**DATASET ROWS**
--- Start ---

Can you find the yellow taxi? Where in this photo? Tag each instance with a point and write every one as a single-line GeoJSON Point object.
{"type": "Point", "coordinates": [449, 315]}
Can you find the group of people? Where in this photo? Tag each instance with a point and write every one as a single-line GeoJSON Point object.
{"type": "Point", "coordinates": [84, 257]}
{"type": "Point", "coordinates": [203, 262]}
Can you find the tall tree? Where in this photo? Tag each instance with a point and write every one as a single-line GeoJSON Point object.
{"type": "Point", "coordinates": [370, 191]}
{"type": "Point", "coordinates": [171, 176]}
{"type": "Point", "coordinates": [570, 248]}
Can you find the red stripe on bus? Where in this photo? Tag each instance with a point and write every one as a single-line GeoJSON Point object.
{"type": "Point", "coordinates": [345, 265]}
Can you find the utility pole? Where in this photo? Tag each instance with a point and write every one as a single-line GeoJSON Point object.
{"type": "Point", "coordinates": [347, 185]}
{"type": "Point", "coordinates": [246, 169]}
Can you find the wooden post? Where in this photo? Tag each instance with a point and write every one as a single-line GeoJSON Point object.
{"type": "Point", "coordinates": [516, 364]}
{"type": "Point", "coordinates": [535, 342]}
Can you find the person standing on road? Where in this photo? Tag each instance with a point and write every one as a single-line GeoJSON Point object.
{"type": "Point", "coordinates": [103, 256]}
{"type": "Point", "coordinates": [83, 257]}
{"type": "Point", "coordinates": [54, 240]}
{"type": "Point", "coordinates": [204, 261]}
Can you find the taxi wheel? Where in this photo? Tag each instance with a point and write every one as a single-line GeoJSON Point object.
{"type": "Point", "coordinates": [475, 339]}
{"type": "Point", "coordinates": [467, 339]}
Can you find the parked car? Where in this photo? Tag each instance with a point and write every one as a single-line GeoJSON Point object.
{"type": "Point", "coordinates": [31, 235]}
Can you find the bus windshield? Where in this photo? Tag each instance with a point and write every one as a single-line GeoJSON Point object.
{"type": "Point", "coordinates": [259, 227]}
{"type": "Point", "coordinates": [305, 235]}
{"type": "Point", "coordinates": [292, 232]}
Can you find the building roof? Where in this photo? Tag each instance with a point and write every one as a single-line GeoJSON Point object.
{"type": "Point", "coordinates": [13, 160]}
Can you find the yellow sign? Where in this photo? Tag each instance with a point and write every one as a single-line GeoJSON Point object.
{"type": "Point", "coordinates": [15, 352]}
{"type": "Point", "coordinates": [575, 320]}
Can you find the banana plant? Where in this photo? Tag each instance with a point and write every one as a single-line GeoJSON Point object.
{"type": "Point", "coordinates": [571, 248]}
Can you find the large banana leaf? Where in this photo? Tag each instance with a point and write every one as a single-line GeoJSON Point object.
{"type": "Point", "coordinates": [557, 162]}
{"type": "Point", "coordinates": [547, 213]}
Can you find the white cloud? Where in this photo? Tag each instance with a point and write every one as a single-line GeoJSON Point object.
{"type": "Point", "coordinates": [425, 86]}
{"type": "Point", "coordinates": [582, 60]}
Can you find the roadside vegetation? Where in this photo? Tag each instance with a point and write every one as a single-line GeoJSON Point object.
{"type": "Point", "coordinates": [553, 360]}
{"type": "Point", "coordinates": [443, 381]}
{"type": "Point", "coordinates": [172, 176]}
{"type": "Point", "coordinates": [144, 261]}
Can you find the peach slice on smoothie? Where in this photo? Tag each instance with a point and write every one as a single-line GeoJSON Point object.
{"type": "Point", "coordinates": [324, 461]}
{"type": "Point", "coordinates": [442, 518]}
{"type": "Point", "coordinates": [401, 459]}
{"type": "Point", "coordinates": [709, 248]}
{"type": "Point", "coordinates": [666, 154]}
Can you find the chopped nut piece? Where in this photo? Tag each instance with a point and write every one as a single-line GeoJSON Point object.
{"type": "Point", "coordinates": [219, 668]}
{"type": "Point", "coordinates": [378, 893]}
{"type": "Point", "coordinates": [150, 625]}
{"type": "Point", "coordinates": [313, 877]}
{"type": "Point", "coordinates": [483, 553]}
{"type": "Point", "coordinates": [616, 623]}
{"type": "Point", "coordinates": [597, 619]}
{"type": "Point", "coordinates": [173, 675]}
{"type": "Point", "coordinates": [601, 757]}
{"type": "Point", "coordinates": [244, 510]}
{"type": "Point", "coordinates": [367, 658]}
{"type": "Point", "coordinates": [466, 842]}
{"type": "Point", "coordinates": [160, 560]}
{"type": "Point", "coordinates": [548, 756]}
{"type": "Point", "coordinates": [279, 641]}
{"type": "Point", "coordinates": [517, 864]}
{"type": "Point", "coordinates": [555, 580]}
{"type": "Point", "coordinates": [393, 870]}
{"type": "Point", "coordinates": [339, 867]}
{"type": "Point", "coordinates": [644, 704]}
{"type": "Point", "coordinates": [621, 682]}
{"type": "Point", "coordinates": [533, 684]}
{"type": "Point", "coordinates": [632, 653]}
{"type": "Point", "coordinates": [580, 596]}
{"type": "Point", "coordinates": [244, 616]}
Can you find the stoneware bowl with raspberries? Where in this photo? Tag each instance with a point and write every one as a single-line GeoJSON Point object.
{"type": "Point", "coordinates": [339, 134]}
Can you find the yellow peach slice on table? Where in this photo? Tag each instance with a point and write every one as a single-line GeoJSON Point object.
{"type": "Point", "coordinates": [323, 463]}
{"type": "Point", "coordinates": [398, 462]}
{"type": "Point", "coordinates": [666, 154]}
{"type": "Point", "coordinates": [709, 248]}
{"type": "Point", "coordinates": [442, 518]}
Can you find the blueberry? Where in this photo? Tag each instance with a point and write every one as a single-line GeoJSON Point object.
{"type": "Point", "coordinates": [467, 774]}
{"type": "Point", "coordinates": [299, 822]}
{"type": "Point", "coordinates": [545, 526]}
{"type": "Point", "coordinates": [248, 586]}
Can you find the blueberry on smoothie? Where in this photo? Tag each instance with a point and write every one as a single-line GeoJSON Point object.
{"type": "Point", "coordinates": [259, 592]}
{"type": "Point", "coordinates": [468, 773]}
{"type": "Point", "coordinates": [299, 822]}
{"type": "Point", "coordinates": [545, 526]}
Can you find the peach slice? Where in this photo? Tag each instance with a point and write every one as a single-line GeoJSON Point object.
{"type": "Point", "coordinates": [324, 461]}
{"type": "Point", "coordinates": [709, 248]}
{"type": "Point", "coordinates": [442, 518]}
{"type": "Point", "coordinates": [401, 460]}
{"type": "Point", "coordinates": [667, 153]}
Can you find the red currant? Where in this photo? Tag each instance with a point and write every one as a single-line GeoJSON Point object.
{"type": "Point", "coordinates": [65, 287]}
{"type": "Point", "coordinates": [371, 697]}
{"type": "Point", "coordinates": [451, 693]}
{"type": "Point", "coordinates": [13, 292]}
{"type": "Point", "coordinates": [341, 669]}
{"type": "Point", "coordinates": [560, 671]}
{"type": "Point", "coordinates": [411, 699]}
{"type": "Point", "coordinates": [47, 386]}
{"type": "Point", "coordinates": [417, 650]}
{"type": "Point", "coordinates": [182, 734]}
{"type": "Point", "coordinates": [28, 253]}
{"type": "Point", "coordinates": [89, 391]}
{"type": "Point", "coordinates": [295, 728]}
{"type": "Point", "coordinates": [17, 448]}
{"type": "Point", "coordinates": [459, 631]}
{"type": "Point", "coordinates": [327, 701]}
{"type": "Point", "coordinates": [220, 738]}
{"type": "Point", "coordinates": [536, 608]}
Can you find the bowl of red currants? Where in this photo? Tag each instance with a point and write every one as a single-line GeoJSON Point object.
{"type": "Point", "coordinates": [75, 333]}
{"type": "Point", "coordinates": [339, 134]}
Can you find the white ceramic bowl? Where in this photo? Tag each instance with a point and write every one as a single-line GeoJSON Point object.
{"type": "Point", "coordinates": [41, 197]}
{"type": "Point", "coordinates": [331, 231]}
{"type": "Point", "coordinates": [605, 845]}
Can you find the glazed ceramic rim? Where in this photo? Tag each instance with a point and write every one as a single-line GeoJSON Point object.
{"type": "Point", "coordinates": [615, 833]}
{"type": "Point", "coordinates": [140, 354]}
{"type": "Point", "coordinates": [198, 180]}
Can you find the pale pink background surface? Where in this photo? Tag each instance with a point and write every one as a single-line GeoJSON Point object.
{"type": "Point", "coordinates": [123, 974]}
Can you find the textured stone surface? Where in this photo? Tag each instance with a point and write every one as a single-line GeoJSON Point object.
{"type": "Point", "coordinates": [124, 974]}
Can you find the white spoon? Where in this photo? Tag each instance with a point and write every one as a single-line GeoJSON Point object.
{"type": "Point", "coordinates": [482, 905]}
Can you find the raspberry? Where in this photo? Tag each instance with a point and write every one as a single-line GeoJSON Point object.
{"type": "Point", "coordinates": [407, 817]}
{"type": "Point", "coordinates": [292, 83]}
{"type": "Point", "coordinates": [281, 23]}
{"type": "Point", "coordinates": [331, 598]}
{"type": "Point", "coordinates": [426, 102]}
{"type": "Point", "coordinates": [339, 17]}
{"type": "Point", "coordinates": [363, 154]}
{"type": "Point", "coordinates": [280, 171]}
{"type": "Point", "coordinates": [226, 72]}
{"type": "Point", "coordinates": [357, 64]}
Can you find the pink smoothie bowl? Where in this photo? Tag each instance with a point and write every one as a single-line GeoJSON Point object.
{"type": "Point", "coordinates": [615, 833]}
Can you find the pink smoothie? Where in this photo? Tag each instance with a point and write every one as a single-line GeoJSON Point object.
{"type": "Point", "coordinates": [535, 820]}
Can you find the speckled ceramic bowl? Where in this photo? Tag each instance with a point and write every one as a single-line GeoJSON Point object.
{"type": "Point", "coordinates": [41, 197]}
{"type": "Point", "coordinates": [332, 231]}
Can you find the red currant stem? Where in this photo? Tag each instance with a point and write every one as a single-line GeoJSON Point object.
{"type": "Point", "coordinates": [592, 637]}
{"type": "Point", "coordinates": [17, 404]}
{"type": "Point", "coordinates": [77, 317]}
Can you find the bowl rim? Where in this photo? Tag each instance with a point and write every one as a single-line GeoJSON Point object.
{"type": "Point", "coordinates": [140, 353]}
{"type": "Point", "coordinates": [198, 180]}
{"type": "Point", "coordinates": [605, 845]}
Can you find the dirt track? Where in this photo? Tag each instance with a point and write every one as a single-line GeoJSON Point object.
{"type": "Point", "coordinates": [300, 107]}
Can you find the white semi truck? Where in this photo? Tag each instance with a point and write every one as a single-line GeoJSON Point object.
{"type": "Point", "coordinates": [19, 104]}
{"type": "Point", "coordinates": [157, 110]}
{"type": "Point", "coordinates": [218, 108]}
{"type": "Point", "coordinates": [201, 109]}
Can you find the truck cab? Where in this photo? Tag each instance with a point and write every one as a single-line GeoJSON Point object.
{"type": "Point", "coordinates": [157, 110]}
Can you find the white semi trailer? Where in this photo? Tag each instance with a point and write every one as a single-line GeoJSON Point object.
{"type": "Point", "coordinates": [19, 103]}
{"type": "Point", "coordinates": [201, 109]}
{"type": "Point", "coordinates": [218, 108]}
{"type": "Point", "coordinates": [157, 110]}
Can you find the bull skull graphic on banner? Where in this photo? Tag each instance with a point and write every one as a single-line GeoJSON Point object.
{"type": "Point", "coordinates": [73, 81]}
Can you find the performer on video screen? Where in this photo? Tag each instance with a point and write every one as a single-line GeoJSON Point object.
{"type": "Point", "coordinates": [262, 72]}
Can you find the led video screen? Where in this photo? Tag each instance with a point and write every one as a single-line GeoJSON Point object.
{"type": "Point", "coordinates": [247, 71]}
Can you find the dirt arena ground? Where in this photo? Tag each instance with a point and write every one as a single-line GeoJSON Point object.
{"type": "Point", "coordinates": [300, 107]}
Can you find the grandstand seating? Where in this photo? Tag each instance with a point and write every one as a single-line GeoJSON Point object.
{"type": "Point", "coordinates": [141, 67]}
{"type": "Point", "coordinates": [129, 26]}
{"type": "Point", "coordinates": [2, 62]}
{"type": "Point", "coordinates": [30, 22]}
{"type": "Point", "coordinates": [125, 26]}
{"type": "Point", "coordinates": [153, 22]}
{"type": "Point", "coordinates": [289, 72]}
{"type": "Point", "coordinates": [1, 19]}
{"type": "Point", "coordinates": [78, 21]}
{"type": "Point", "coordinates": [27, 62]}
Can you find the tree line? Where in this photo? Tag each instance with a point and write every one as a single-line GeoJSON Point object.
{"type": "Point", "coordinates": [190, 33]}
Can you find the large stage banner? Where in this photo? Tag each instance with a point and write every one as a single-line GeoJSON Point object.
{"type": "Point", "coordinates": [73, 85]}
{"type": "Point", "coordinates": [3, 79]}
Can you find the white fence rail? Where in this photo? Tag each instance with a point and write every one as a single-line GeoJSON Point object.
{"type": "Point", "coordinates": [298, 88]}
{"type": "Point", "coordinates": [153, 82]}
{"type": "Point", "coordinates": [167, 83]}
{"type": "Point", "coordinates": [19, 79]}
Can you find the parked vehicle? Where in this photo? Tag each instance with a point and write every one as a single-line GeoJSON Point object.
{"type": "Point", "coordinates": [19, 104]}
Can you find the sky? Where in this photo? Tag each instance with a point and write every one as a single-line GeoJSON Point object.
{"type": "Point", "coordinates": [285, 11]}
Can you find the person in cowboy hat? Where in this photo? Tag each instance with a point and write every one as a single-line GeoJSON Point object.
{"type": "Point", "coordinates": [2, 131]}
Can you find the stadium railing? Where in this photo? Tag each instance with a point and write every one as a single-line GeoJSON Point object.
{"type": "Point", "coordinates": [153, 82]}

--- End ---

**PROBLEM**
Copy the lines from the one containing "Can you find the tree" through the end of the items, inclusive, and replace "cowboy hat" with "straw hat". Leave everything else unchanged.

**COMPLETE RESPONSE**
Can you find the tree line? Where in this photo? Tag each instance with a point and write every one as a single-line GeoJSON Point object.
{"type": "Point", "coordinates": [190, 33]}
Can you find the large stage banner? Where in this photo? Tag each instance with a point and write every one as a single-line GeoJSON Point object.
{"type": "Point", "coordinates": [73, 85]}
{"type": "Point", "coordinates": [3, 79]}
Can you find the white fence rail? Where in this photo? Tag each instance with a point and write every one as a single-line GeoJSON Point object.
{"type": "Point", "coordinates": [298, 88]}
{"type": "Point", "coordinates": [153, 82]}
{"type": "Point", "coordinates": [167, 83]}
{"type": "Point", "coordinates": [19, 79]}
Can you find the parked vehicle? Where in this photo? Tag each instance with a point and write every one as a single-line GeoJSON Point object.
{"type": "Point", "coordinates": [19, 104]}
Can you find the sky? Where in this photo? Tag each instance with a point and write every one as a single-line GeoJSON Point object.
{"type": "Point", "coordinates": [285, 11]}
Can you find the person in straw hat? Where in this photo? Tag each instance with a point and write every one as a single-line GeoJSON Point object.
{"type": "Point", "coordinates": [2, 131]}
Can you find the stadium railing? Where in this photo? Tag each instance with a point and write every one as a single-line GeoJSON Point object.
{"type": "Point", "coordinates": [153, 82]}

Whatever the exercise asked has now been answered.